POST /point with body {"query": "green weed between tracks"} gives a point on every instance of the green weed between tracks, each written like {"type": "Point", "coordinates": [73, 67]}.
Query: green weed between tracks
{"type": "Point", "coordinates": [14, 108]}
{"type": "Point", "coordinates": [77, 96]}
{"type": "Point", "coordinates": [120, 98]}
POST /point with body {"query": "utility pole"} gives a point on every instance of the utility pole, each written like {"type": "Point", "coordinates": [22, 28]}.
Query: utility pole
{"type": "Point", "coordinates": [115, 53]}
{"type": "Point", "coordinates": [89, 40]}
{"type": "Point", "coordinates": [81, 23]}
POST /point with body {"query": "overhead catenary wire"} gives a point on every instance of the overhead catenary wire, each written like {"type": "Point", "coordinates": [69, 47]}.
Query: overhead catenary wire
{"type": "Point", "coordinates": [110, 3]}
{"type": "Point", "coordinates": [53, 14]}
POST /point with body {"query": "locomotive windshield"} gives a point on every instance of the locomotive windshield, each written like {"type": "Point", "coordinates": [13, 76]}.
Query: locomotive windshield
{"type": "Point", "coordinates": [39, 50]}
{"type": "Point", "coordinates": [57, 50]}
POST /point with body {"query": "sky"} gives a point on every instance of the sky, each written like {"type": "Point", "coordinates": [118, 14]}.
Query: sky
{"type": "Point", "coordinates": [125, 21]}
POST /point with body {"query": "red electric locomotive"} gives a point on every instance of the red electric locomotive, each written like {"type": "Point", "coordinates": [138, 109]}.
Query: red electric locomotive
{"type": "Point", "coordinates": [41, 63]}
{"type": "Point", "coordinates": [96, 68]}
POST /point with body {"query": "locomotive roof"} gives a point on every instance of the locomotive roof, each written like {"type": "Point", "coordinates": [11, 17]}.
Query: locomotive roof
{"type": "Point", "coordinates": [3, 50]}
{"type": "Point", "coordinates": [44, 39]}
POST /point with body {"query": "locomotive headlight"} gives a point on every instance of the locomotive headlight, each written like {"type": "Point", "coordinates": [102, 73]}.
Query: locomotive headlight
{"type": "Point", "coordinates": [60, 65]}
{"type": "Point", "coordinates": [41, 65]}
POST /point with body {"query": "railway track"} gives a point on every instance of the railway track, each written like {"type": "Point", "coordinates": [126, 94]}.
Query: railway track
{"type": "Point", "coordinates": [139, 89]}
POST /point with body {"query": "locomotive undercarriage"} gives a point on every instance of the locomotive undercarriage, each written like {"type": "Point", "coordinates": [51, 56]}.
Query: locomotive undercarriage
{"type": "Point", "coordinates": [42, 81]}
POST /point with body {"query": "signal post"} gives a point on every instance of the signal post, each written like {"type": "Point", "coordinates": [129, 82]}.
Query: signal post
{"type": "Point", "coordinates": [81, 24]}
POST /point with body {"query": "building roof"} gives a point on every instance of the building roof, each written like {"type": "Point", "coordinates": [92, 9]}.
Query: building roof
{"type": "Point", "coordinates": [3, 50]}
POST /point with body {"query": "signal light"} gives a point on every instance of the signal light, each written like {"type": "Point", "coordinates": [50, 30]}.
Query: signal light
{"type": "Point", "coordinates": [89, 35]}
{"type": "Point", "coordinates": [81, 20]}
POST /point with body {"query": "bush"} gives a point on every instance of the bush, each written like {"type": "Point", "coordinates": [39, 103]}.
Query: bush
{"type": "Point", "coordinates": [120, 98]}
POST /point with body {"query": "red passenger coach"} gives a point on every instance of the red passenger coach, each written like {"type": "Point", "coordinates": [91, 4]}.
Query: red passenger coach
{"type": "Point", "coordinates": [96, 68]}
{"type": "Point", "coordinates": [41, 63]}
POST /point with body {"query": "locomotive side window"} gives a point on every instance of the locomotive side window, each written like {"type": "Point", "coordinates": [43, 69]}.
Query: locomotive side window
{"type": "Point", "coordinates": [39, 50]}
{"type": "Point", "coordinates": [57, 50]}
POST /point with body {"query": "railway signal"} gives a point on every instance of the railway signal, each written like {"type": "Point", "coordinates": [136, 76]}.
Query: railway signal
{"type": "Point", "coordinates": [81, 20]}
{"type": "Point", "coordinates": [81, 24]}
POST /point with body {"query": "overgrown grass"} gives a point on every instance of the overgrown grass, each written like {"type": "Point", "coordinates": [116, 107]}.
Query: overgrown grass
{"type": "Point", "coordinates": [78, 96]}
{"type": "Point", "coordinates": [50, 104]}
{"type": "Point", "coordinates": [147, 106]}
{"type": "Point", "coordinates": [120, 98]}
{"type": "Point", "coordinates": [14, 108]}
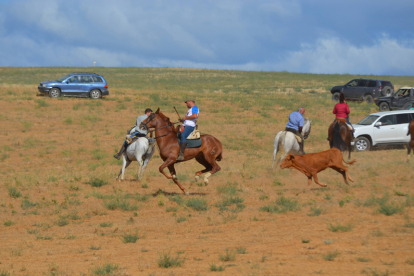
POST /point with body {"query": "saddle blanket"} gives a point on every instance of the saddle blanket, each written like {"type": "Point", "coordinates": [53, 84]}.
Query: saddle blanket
{"type": "Point", "coordinates": [193, 143]}
{"type": "Point", "coordinates": [296, 136]}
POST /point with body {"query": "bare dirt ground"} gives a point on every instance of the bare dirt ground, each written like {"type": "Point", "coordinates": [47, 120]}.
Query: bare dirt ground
{"type": "Point", "coordinates": [54, 222]}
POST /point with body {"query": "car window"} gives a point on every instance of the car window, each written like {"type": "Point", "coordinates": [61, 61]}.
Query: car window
{"type": "Point", "coordinates": [368, 120]}
{"type": "Point", "coordinates": [388, 120]}
{"type": "Point", "coordinates": [85, 79]}
{"type": "Point", "coordinates": [63, 78]}
{"type": "Point", "coordinates": [372, 83]}
{"type": "Point", "coordinates": [97, 79]}
{"type": "Point", "coordinates": [403, 118]}
{"type": "Point", "coordinates": [362, 83]}
{"type": "Point", "coordinates": [74, 79]}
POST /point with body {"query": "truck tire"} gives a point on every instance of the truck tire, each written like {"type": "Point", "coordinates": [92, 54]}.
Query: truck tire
{"type": "Point", "coordinates": [362, 144]}
{"type": "Point", "coordinates": [384, 106]}
{"type": "Point", "coordinates": [368, 99]}
{"type": "Point", "coordinates": [335, 97]}
{"type": "Point", "coordinates": [386, 91]}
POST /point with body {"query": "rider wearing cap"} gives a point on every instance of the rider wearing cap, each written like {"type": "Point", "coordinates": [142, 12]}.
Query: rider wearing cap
{"type": "Point", "coordinates": [137, 133]}
{"type": "Point", "coordinates": [295, 125]}
{"type": "Point", "coordinates": [189, 123]}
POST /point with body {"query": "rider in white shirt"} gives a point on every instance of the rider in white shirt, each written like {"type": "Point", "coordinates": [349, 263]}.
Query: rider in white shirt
{"type": "Point", "coordinates": [189, 123]}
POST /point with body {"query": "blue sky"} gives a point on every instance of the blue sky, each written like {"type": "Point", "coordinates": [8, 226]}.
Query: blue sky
{"type": "Point", "coordinates": [307, 36]}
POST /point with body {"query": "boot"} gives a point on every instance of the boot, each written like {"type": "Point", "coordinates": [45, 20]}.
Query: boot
{"type": "Point", "coordinates": [180, 156]}
{"type": "Point", "coordinates": [301, 152]}
{"type": "Point", "coordinates": [121, 151]}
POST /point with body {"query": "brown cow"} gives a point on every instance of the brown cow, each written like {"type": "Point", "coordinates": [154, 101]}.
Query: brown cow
{"type": "Point", "coordinates": [311, 164]}
{"type": "Point", "coordinates": [411, 143]}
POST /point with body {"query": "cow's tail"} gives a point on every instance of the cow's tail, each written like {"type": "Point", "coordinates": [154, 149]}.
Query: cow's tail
{"type": "Point", "coordinates": [349, 163]}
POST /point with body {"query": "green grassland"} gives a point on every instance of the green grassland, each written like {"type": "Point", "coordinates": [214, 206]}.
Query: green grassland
{"type": "Point", "coordinates": [62, 212]}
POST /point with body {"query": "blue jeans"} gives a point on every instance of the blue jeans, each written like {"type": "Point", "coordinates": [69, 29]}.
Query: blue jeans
{"type": "Point", "coordinates": [187, 131]}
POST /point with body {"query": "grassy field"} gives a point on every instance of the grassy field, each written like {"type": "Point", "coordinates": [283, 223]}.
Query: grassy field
{"type": "Point", "coordinates": [62, 212]}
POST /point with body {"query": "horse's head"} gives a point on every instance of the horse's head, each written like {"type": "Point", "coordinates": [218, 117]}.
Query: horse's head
{"type": "Point", "coordinates": [306, 128]}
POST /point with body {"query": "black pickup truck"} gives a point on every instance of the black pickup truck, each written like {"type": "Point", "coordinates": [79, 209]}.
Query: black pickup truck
{"type": "Point", "coordinates": [402, 99]}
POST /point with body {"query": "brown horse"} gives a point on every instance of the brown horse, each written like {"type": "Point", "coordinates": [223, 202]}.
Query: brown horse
{"type": "Point", "coordinates": [340, 137]}
{"type": "Point", "coordinates": [411, 143]}
{"type": "Point", "coordinates": [210, 151]}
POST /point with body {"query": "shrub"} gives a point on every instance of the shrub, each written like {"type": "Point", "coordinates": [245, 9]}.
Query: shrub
{"type": "Point", "coordinates": [165, 260]}
{"type": "Point", "coordinates": [197, 204]}
{"type": "Point", "coordinates": [390, 209]}
{"type": "Point", "coordinates": [106, 269]}
{"type": "Point", "coordinates": [13, 192]}
{"type": "Point", "coordinates": [214, 267]}
{"type": "Point", "coordinates": [340, 228]}
{"type": "Point", "coordinates": [130, 238]}
{"type": "Point", "coordinates": [331, 256]}
{"type": "Point", "coordinates": [281, 205]}
{"type": "Point", "coordinates": [228, 256]}
{"type": "Point", "coordinates": [95, 182]}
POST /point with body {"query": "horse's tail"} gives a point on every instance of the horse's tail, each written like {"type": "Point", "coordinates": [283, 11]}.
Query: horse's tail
{"type": "Point", "coordinates": [338, 142]}
{"type": "Point", "coordinates": [349, 163]}
{"type": "Point", "coordinates": [219, 157]}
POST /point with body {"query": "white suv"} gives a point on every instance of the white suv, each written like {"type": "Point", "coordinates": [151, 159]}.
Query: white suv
{"type": "Point", "coordinates": [383, 128]}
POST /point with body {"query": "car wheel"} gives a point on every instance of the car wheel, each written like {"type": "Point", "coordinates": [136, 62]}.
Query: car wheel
{"type": "Point", "coordinates": [95, 94]}
{"type": "Point", "coordinates": [335, 97]}
{"type": "Point", "coordinates": [362, 144]}
{"type": "Point", "coordinates": [386, 91]}
{"type": "Point", "coordinates": [54, 93]}
{"type": "Point", "coordinates": [368, 99]}
{"type": "Point", "coordinates": [384, 106]}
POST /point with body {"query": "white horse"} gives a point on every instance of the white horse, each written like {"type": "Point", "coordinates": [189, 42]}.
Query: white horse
{"type": "Point", "coordinates": [286, 142]}
{"type": "Point", "coordinates": [140, 151]}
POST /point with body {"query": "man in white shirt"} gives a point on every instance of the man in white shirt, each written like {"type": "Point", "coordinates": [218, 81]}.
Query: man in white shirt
{"type": "Point", "coordinates": [189, 123]}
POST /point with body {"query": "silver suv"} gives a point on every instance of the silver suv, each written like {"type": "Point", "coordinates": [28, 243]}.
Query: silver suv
{"type": "Point", "coordinates": [383, 128]}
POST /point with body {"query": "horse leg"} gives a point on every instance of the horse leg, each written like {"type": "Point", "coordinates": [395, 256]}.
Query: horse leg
{"type": "Point", "coordinates": [207, 169]}
{"type": "Point", "coordinates": [174, 178]}
{"type": "Point", "coordinates": [343, 172]}
{"type": "Point", "coordinates": [125, 164]}
{"type": "Point", "coordinates": [315, 178]}
{"type": "Point", "coordinates": [215, 167]}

▬▬▬▬▬▬▬▬▬▬

* Given task *
Extract exactly the lines between the line containing "of the silver" and the end of the data, including both.

* Written solution *
POST /point with body {"query": "silver suv"} gives a point on every instance of the silver suv, each written like {"type": "Point", "coordinates": [28, 243]}.
Query: silver suv
{"type": "Point", "coordinates": [383, 128]}
POST /point with body {"query": "horse leg"} gives a point on every instance of the horse leg, each written like {"type": "Point", "coordinates": [395, 256]}.
Query: horse leg
{"type": "Point", "coordinates": [207, 169]}
{"type": "Point", "coordinates": [174, 178]}
{"type": "Point", "coordinates": [343, 172]}
{"type": "Point", "coordinates": [125, 164]}
{"type": "Point", "coordinates": [315, 178]}
{"type": "Point", "coordinates": [215, 167]}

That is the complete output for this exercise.